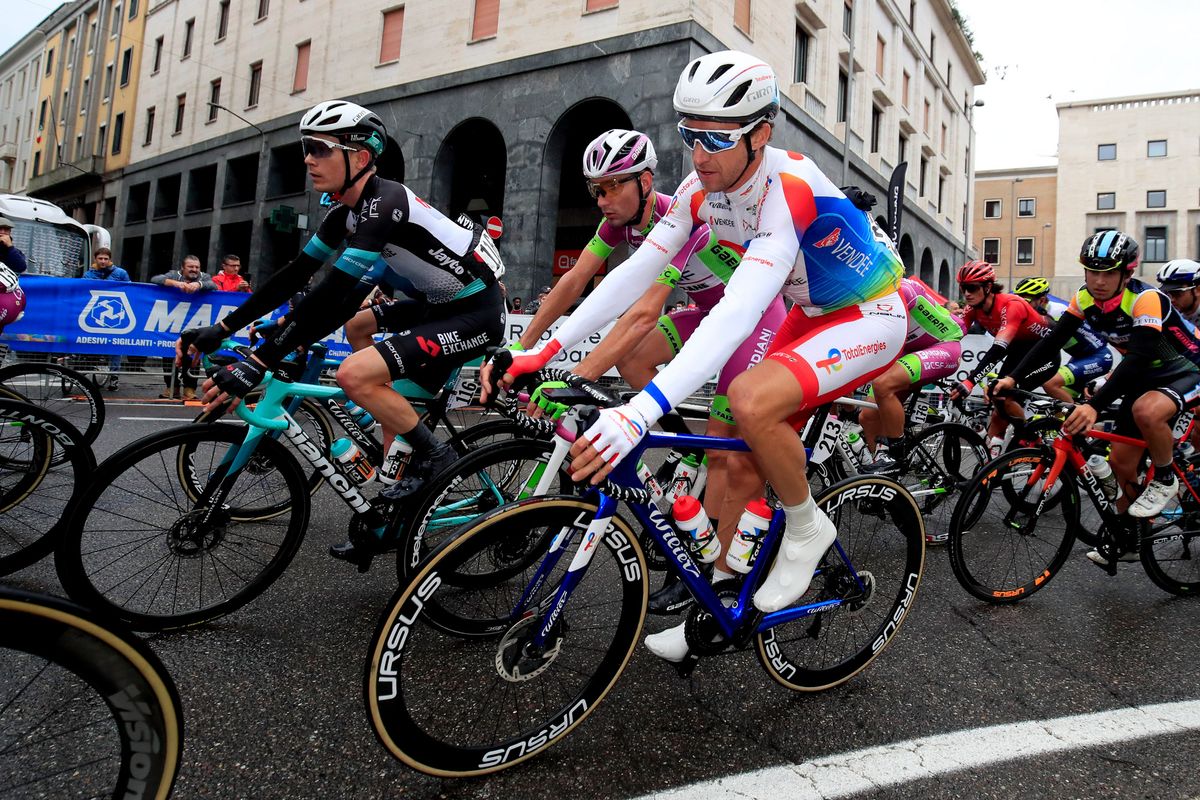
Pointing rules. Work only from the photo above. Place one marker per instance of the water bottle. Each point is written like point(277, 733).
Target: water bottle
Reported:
point(684, 477)
point(745, 541)
point(354, 462)
point(395, 462)
point(690, 516)
point(1103, 471)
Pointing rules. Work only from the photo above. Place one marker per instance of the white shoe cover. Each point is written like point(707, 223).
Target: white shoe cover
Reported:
point(792, 571)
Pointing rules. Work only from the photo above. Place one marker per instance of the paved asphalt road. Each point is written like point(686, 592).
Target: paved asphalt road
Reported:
point(274, 707)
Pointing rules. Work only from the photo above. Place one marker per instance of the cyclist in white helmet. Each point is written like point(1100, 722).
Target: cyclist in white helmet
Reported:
point(450, 271)
point(799, 234)
point(613, 163)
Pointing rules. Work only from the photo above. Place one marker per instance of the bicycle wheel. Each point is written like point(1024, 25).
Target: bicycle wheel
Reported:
point(141, 549)
point(35, 494)
point(85, 711)
point(1005, 542)
point(311, 419)
point(1170, 553)
point(489, 477)
point(940, 459)
point(59, 390)
point(475, 701)
point(880, 540)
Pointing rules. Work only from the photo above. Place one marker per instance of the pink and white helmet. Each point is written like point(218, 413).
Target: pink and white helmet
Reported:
point(618, 152)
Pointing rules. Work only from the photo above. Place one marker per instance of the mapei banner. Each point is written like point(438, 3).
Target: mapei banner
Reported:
point(78, 316)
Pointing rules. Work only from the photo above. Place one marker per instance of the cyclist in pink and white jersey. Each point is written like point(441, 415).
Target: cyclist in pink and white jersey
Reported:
point(799, 234)
point(931, 352)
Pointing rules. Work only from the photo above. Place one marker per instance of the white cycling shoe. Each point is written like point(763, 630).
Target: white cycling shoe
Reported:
point(670, 644)
point(792, 571)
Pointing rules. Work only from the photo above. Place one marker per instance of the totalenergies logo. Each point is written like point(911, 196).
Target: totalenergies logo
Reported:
point(831, 240)
point(833, 364)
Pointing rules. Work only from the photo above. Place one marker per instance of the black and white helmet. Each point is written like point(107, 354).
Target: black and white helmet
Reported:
point(351, 122)
point(727, 86)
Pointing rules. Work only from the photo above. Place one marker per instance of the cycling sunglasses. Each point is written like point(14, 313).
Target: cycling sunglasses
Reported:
point(600, 188)
point(714, 140)
point(321, 148)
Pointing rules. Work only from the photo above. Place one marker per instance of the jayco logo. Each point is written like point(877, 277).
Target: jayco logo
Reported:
point(107, 312)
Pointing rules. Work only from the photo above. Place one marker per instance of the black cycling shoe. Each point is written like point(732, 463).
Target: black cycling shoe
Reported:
point(437, 461)
point(672, 599)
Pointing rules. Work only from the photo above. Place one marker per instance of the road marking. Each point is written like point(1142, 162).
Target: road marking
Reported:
point(921, 759)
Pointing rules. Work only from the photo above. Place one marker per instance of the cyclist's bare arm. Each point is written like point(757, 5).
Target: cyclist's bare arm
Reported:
point(634, 326)
point(565, 292)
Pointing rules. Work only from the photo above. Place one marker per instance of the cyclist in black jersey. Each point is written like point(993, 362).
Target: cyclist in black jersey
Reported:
point(1157, 377)
point(450, 272)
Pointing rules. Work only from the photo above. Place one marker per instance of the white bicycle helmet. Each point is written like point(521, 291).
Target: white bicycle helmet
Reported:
point(618, 152)
point(1179, 274)
point(727, 86)
point(348, 121)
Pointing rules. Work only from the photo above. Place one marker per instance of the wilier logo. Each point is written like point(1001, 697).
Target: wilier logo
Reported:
point(107, 312)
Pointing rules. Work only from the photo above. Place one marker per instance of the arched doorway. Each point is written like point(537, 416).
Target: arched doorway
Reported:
point(906, 254)
point(469, 170)
point(927, 266)
point(568, 214)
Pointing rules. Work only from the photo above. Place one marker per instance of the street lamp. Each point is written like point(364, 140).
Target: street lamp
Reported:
point(1012, 222)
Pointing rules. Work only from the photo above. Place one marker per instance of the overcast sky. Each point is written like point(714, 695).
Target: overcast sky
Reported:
point(1036, 53)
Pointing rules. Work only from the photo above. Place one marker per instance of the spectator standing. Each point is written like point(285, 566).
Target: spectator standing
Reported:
point(10, 256)
point(229, 277)
point(187, 278)
point(103, 269)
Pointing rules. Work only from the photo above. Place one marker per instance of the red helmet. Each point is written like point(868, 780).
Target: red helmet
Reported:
point(976, 272)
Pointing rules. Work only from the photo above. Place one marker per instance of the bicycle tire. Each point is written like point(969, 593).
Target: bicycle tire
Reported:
point(460, 493)
point(310, 416)
point(1002, 546)
point(937, 463)
point(35, 494)
point(1170, 553)
point(48, 392)
point(107, 716)
point(879, 525)
point(443, 726)
point(137, 548)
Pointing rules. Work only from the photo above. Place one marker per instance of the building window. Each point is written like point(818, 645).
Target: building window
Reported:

___

Nothing should appear in the answer except the lines above from the line with "like point(732, 463)." through the line with "Target: arched doorway", both included, written out exactly.

■ **TASK RESPONSE**
Pointing rules. Work only from the photo above. Place one marker per instance of the black cycling shoe. Each point is written like point(732, 463).
Target: black cycling shoe
Reported:
point(437, 461)
point(672, 599)
Pointing rules. Work only from the photo above. Place one marker per instance of the road marking. Each point is written like point(1142, 162).
Target: road marking
Reported:
point(921, 759)
Pointing rules. Work only from the photo above. Place one marker per instance of the cyclist's bare arm. Each point is written like point(757, 5).
Target: cyclist's bare arm
Reported:
point(634, 326)
point(565, 292)
Pointing rules. Work only from the photo above. Place one marker per instance of the cyclist in black jersey. Each point is written like point(993, 362).
Target: cyclist in black jersey
Reported:
point(1157, 377)
point(450, 272)
Pointing rules. Work only from the photo above. Place one marker per instance of the white bicycle helmet. Each point is written like point(521, 291).
Target: white bicycle helmet
Reported:
point(618, 152)
point(1179, 274)
point(727, 86)
point(348, 121)
Pointing rules. Work only from the photo above. Place one marker per instance of the wilier logo. Each point is written like point(1001, 697).
Target: wilier logo
Reported:
point(107, 312)
Pointing rules. Work only from the photo above. Place one marker per instance of the arched doorway. Each point is written like point(537, 416).
Target: arched doorway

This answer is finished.